-- How to complete this task --
Summarize the Paris bike accident hotspot tutorial below in two sentences.

-- Page extract --
This analysis will be based on two datasets; accident locations and the Paris cycle network.

To access the data:

  • Other clouds:

If you'd like to replicate this analysis for another study area, many local government data hubs will publish similar data on accident locations.


Step-by-Step tutorial

Creating a Workflow

  1. In the CARTO Workspace, head to Workflows and Create a Workflow, using the connection where your data is stored.


#1 Convert accidents to a H3 grid & filter to a study area

  1. First, we'll create a study area. On the left of the screen, switch from the Sources to the Components panel, which is where you can find all of your processing and analytical tools. Locate the Draw Custom Features component and drag it onto the canvas. Select the component to open the component options on the right hand side of the window. Click Draw Features and draw a custom area around the Paris area (see below). 💡 Alternatively of drawing a custom polygon, you can use any polygon table to define your custom area.

  1. Run your workflow! Note you can do this at any time, and only components which you have edited will be re-run.

  2. Now let's turn our attention to the bike accidents. Back in the Components panel, locate H3 from GeoPoint and drag it onto the canvas. Connect this to your bike accidents source, and set a resolution of 10.

  3. Next, use a Join component to essentially filter the accidents. Set the H3 Polyfill (step 2) as the top input, and the H3 from GeoPoint as the bottom input, the join columns as H3, and set the join type as Inner. Check the screenshot above for guidance.

Now might be a good time to add an annotation note around this section of the Workflow to keep it organized. You can do this by clicking Add a note (Aa) at the top of the screen.


#2 Aggregate & calculate hotspots

Now we can start analyzing our data!

  1. Connect a Group by component to the output of the Join we just created. Set the group by column to H3 and the aggregation column H3 and type count. This will result in a hexagonal grid with a field H3_count which holds the number of accidents which have occured in each "cell."

  2. Next, connect this to a Getis Ord* component. This will be used to calculate spatial hotspots; statistically significant clusters of high data values. Set the following parameters:

    1. Index column: H3

    2. Value column: H3_Count

    3. Kernel function: Triangular (this means cells closer to the central cell have a far higher weight).

    4. Size: 3 (the neighborhood size).

  1. Finally, use two connected Simple Filter components with the following conditions:

    1. p_value <= 0.1, meaning we can be 90% confident that the outputs are spatial hotspots.

    2. GI > 0, meaning there is a cluster of high values (with negative values representing clusters of low values).

❗If you are using Google BigQuery, at this stage you will need to rename the Index column "H3" so that we can map it. Use a Create Column component to do this.

Now you have a column named H3, we're ready to map!

  1. Expand the Results panel at the bottom of the window and switch to the Map tab. With your second Simple Filter selectively (or Create Column, if in BigQuery), select Create Map.

Let's start to explore our data in CARTO Builder!

  1. Rename your map "Paris accident hotspots" by clicking on the existing name (likely "Untitled") at the top-left of the window.

  2. Change basemaps: still in the top-left of the window, switch from the Layers to the Basemaps tab. You can choose any you like; we'll go with Google Maps: Dark Matter.

  3. Rename the layer: back in the Layers tab, click on your layer to expand the layer options. Click on the three dots to the right of the layer name (likely "Layer 1") to rename it "Accident hotspots."

-- Excerpted records --
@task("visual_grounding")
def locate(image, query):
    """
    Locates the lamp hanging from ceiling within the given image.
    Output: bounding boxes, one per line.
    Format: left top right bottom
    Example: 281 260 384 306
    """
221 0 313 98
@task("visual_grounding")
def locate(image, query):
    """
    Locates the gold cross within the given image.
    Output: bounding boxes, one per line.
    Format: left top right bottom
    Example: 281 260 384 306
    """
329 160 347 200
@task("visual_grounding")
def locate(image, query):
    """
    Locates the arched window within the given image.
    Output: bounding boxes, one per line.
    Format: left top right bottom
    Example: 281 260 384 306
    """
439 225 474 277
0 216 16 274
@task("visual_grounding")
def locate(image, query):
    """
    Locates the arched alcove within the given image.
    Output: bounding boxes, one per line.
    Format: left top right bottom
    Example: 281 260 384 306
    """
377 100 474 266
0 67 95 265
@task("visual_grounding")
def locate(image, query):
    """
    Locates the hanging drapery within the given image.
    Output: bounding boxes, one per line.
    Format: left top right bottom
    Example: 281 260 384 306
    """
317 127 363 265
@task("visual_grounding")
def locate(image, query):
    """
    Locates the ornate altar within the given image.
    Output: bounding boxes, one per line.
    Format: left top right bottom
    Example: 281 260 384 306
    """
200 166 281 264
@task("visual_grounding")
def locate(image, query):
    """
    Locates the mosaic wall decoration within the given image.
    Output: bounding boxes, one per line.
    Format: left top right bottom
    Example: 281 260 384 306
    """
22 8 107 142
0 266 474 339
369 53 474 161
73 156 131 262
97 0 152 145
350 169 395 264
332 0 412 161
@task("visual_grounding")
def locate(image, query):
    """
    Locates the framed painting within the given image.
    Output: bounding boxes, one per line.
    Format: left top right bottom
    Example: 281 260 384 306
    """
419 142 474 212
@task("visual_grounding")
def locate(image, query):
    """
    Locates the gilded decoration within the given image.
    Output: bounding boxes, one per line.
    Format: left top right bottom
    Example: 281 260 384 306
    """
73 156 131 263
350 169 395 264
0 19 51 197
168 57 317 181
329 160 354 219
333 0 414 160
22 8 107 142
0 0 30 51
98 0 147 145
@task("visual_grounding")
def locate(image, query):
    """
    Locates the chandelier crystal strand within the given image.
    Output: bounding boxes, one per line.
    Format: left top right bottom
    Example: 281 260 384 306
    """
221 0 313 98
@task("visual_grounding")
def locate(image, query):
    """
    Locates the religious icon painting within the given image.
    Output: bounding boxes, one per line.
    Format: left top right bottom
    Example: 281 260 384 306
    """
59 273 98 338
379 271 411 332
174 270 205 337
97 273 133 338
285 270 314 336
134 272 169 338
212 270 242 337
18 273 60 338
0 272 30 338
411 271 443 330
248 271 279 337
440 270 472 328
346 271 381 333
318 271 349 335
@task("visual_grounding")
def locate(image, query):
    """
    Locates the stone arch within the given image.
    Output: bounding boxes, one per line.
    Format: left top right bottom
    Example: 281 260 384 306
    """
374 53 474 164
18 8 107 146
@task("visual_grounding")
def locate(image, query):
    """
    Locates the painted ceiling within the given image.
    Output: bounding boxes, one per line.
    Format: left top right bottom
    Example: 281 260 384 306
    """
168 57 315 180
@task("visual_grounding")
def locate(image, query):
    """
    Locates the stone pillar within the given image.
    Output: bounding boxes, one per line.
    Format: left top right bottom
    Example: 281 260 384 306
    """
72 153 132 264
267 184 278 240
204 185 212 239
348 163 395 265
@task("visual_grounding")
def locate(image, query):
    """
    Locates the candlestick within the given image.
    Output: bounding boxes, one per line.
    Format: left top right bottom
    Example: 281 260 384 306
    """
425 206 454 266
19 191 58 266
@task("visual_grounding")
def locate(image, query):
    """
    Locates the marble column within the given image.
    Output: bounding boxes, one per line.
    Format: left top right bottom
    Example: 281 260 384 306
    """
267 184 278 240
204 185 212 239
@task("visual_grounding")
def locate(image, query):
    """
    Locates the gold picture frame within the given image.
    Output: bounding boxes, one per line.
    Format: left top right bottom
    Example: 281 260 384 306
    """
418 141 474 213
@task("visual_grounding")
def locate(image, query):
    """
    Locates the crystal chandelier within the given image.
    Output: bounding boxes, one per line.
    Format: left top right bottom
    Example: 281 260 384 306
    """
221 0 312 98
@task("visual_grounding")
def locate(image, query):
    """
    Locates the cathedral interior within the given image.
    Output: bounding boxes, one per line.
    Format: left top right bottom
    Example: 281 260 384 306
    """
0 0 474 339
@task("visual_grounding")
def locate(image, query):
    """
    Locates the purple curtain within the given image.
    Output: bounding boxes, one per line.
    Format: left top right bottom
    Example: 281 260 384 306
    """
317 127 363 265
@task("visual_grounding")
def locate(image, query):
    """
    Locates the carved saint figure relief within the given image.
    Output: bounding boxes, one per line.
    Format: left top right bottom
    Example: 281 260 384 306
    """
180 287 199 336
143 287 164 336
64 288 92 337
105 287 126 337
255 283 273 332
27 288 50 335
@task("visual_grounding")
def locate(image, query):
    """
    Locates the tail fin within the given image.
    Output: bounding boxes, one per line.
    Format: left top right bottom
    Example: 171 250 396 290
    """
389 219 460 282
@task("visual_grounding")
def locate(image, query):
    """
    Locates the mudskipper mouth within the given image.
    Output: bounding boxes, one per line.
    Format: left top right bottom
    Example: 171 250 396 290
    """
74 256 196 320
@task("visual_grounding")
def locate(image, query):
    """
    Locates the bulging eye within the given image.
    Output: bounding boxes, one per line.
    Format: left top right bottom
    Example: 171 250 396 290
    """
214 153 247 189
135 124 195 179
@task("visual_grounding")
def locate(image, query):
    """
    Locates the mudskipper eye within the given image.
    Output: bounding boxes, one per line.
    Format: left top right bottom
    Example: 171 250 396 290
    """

-- Output below --
Using accident locations and the Paris cycle network, the tutorial builds a CARTO Workflow that converts bike accidents to an H3 grid at resolution 10 and filters them to a custom study area drawn around Paris. It then counts accidents per cell with a Group by component, calculates hotspots with a Getis Ord* component, keeps cells with p_value <= 0.1 and GI > 0, and maps the results in CARTO Builder.